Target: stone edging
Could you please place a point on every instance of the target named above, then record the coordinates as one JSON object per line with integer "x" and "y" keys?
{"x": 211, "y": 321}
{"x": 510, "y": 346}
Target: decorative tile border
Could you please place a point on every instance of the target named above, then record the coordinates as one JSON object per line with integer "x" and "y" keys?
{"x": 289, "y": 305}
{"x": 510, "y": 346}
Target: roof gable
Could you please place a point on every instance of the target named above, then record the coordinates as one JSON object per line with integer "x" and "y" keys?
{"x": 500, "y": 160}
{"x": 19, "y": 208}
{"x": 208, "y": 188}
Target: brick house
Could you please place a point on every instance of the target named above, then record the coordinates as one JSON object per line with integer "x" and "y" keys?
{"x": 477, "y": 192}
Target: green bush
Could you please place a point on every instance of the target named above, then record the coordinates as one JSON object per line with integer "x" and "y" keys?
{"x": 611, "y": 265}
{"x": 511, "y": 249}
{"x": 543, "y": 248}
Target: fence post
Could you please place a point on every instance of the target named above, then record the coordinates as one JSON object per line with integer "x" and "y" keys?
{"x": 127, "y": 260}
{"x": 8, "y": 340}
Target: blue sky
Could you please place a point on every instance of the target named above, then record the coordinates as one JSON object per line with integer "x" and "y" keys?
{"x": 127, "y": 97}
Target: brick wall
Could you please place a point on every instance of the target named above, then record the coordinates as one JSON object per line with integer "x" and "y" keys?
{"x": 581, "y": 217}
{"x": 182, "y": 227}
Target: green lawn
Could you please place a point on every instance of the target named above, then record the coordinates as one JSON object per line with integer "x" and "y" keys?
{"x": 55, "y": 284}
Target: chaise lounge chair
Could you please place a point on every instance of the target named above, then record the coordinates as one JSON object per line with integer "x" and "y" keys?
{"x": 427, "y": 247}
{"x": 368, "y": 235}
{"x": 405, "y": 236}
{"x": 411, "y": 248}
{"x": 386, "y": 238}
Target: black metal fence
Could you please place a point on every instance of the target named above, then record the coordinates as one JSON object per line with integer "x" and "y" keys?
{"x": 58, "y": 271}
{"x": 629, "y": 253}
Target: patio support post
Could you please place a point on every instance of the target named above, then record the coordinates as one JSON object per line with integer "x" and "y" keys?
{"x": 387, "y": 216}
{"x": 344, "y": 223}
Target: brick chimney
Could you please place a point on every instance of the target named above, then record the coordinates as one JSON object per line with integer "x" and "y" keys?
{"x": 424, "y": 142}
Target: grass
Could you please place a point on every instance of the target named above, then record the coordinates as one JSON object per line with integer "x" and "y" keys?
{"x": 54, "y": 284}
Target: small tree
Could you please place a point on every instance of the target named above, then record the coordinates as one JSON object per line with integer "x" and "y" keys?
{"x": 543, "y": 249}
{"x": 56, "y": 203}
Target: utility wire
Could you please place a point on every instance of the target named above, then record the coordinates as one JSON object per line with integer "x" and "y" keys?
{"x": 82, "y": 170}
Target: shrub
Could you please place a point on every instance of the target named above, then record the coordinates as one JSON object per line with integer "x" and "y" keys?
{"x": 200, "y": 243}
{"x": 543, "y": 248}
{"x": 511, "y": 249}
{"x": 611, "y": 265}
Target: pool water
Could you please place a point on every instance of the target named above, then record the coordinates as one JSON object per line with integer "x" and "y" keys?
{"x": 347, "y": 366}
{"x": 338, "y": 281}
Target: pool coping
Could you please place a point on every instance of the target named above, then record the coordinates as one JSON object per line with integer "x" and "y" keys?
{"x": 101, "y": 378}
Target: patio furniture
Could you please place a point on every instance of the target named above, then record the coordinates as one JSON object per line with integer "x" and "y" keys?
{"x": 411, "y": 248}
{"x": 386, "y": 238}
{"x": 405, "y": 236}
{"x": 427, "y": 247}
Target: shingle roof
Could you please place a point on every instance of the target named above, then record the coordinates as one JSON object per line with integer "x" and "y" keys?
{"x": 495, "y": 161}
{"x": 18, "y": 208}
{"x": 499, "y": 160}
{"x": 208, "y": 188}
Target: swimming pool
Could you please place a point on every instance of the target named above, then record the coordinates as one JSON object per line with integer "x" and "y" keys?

__________________________________________________

INSTRUCTION >> Reproduce everything from the line containing "Target: pool water" down to the end of the records, replacing "patio furniture" with "outdoor furniture" and leaving all else unchanged.

RESULT OF THIS EXERCISE >>
Target: pool water
Could you please place a point on every instance of the target named above, then record the coordinates as one JSON object per line with integer "x" and "y" keys?
{"x": 347, "y": 366}
{"x": 338, "y": 281}
Target: pool coping
Could you please place a point on every instance of the target named above, then record the coordinates as one JSON object per line with integer "x" and "y" keys?
{"x": 101, "y": 378}
Target: outdoor furniture
Could you please place a point on every instance of the target named above, then record the coordinates as one JSON object per line with integer "x" and "y" keys?
{"x": 411, "y": 248}
{"x": 386, "y": 238}
{"x": 405, "y": 236}
{"x": 427, "y": 247}
Target: shingle roof
Could you please place a point on every instance of the target named above, then record the coordinates as one JSON object per line with integer "x" and "y" keys?
{"x": 495, "y": 161}
{"x": 18, "y": 208}
{"x": 499, "y": 160}
{"x": 208, "y": 188}
Target: swimming pool
Could you please place a point on every instance of the target named above, then record the coordinates as one JSON object per line with integer "x" and "y" keys?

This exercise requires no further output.